Records for the exercise
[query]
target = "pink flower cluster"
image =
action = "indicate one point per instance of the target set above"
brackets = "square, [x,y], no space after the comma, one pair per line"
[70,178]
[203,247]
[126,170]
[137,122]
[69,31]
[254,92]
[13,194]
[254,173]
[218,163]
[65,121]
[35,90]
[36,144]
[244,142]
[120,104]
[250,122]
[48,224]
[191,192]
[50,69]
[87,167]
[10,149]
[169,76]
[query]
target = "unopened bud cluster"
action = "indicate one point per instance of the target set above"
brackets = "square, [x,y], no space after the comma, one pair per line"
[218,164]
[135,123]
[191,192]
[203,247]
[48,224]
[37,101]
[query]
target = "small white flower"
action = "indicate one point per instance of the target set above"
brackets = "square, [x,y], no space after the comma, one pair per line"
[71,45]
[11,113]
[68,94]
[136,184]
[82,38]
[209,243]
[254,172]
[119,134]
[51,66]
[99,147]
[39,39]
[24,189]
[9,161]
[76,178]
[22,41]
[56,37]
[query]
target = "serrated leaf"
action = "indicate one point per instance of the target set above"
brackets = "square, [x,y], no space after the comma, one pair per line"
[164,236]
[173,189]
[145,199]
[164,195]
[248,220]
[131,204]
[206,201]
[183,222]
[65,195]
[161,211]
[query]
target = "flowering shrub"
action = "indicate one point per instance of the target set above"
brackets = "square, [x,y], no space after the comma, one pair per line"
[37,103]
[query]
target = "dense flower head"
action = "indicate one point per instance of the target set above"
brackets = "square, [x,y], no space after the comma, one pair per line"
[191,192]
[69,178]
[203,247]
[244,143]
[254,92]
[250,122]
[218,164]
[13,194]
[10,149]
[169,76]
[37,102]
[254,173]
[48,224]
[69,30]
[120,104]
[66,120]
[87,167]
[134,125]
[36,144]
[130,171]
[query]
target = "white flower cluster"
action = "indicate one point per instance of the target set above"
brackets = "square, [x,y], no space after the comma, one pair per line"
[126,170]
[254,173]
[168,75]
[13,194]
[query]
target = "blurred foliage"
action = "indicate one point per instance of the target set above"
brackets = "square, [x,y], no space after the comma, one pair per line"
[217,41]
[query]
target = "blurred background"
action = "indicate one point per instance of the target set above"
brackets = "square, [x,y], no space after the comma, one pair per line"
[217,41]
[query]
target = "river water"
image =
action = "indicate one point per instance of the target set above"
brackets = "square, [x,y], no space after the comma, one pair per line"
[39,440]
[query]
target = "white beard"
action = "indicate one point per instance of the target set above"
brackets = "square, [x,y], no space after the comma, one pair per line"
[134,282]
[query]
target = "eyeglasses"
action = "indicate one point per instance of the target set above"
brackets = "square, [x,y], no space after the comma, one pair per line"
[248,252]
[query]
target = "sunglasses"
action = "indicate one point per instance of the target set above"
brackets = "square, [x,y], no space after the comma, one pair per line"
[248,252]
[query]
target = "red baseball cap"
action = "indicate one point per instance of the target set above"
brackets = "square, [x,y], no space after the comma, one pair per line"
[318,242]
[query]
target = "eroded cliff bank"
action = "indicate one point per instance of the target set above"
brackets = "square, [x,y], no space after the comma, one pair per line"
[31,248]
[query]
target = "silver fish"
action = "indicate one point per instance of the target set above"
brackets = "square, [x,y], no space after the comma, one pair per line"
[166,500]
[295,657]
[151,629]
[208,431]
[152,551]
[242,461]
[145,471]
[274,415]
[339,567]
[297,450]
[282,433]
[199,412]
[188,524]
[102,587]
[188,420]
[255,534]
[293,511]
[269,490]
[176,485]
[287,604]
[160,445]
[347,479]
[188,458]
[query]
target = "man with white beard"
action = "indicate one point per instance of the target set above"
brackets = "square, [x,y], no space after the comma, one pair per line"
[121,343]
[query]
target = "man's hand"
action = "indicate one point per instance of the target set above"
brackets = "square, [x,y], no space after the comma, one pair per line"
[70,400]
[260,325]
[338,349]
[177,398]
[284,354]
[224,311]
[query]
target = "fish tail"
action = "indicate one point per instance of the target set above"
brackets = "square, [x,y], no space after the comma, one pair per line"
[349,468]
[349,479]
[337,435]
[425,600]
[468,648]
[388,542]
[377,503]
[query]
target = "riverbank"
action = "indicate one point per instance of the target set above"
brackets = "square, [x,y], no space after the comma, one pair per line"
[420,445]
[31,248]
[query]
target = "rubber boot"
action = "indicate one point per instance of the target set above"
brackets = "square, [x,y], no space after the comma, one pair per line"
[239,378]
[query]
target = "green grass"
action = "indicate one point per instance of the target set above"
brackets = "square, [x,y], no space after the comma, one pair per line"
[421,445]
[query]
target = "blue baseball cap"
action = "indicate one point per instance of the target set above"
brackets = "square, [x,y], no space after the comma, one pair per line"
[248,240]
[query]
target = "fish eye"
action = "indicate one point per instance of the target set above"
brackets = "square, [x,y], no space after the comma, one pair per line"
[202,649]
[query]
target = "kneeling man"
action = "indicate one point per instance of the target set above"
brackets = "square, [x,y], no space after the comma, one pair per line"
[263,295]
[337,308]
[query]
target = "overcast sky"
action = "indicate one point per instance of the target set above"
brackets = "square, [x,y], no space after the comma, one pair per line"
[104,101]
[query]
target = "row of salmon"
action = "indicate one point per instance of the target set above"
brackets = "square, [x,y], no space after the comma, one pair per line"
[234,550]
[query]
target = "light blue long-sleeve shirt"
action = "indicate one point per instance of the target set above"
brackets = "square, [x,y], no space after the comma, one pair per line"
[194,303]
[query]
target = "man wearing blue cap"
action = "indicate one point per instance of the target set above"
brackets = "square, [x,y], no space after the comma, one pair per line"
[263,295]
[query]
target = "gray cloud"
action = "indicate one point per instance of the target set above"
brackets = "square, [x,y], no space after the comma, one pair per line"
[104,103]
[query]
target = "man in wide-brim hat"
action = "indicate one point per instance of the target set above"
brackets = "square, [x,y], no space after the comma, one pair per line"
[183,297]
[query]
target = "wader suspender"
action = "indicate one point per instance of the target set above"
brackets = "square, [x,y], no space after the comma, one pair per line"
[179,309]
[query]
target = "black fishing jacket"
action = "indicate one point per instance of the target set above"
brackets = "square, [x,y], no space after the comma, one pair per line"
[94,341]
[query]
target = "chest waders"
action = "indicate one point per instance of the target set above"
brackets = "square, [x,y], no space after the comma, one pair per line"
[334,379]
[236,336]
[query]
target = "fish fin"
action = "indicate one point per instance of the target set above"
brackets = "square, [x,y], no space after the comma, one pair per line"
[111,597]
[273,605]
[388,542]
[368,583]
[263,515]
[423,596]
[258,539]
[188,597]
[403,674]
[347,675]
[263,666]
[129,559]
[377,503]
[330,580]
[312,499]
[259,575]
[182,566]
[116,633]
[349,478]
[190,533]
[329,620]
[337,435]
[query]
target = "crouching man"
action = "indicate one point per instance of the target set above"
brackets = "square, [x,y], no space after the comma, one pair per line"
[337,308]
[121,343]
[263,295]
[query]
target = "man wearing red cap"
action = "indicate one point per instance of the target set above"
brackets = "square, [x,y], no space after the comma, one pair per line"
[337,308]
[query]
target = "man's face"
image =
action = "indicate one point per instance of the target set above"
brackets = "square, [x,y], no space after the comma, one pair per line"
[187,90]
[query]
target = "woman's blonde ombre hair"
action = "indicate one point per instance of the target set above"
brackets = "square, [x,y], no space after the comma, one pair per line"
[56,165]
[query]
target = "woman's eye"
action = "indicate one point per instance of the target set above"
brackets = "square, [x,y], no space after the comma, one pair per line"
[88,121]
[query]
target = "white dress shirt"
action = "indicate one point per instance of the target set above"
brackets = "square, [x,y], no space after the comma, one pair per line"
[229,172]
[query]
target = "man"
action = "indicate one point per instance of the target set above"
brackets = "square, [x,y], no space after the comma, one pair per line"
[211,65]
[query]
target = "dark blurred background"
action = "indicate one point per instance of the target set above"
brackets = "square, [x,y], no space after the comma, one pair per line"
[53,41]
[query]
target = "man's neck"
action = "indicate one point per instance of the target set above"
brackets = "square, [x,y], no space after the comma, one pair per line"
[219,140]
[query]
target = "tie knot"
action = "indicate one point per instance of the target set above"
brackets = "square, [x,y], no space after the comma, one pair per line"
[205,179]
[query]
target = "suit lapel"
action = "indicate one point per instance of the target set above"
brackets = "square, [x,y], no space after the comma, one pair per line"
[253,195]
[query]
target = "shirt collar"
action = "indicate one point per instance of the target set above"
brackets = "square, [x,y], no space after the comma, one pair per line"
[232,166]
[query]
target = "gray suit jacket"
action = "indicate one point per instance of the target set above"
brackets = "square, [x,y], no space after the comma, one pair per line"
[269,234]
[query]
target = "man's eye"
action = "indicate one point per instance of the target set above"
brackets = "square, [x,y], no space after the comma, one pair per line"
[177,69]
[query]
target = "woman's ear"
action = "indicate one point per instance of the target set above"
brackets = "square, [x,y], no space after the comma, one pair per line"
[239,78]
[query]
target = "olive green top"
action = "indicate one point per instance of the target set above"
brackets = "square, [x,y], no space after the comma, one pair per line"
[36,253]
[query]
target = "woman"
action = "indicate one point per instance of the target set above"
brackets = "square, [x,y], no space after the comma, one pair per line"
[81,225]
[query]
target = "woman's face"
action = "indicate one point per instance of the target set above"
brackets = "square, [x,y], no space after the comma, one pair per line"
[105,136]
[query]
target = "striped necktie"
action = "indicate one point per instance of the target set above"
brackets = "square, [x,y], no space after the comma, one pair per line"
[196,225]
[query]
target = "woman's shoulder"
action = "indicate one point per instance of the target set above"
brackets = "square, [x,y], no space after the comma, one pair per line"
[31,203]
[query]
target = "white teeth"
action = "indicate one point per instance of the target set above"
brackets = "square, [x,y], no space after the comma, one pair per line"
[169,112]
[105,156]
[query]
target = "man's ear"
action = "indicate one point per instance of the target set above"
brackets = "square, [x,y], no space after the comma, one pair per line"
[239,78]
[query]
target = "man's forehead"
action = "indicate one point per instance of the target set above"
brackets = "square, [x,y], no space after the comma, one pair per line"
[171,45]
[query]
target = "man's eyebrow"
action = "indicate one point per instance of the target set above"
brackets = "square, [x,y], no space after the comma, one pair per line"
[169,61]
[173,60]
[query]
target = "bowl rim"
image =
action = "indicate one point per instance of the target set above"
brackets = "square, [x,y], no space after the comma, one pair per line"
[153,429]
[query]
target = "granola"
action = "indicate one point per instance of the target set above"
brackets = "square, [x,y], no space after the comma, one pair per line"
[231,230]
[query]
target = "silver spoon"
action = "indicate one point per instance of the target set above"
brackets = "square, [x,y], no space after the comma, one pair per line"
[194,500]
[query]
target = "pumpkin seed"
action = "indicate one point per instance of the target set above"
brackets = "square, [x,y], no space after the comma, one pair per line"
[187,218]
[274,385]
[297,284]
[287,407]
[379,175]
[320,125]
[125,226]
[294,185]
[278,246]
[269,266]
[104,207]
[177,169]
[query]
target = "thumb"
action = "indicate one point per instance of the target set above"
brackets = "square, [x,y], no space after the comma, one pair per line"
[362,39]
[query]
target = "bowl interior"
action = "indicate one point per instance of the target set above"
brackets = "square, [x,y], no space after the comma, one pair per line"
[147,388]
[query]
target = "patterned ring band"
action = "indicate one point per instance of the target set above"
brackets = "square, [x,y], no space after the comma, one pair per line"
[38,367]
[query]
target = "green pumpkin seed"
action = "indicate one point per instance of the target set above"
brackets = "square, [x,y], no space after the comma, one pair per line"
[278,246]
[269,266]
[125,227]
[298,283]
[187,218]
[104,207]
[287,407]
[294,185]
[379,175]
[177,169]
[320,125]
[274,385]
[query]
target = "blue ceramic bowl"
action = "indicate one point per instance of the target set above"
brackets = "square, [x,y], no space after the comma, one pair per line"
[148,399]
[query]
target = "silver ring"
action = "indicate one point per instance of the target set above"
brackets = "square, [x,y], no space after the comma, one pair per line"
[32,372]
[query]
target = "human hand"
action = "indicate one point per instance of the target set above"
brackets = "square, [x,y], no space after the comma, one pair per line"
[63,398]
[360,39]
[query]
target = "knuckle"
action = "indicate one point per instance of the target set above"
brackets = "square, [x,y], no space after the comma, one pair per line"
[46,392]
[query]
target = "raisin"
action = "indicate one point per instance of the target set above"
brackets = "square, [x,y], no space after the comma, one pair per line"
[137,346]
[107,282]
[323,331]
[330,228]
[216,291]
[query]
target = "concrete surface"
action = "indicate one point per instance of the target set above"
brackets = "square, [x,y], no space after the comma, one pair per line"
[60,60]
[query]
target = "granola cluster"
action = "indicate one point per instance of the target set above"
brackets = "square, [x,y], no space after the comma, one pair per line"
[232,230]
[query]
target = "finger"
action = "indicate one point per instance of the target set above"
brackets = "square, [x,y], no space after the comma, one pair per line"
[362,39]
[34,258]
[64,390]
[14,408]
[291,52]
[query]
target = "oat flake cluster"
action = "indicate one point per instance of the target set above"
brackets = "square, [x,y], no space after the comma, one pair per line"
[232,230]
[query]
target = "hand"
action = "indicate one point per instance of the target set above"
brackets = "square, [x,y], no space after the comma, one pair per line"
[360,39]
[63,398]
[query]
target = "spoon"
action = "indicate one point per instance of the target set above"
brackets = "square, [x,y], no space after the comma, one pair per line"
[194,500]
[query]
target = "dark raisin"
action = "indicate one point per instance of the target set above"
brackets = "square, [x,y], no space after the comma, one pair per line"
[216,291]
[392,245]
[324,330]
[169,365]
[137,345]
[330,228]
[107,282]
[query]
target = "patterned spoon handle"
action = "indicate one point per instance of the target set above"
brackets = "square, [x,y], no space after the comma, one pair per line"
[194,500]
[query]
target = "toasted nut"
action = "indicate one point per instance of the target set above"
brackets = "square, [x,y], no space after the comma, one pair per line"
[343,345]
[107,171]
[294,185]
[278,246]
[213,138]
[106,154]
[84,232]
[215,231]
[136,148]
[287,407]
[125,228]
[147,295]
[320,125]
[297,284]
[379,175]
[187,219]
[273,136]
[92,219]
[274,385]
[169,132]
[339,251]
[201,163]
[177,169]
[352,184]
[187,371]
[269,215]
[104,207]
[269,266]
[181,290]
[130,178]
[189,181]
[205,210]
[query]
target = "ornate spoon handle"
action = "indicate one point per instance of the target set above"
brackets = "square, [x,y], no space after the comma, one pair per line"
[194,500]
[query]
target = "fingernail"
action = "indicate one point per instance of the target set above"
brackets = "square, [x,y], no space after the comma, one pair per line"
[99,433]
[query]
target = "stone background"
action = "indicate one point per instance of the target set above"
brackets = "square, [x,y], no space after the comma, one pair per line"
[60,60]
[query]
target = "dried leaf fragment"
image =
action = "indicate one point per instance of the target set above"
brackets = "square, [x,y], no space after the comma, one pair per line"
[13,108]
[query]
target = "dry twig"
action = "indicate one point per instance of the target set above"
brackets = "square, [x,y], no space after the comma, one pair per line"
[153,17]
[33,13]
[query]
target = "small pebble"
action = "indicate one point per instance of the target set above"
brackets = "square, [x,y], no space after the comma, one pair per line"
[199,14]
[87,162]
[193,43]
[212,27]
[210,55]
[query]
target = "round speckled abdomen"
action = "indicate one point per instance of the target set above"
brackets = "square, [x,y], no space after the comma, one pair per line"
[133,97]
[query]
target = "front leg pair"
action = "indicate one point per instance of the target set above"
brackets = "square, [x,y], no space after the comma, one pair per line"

Activity
What are the lines above that hold the string "granola"? Copy them.

Solution to the exercise
target = "granola"
target = "granola cluster"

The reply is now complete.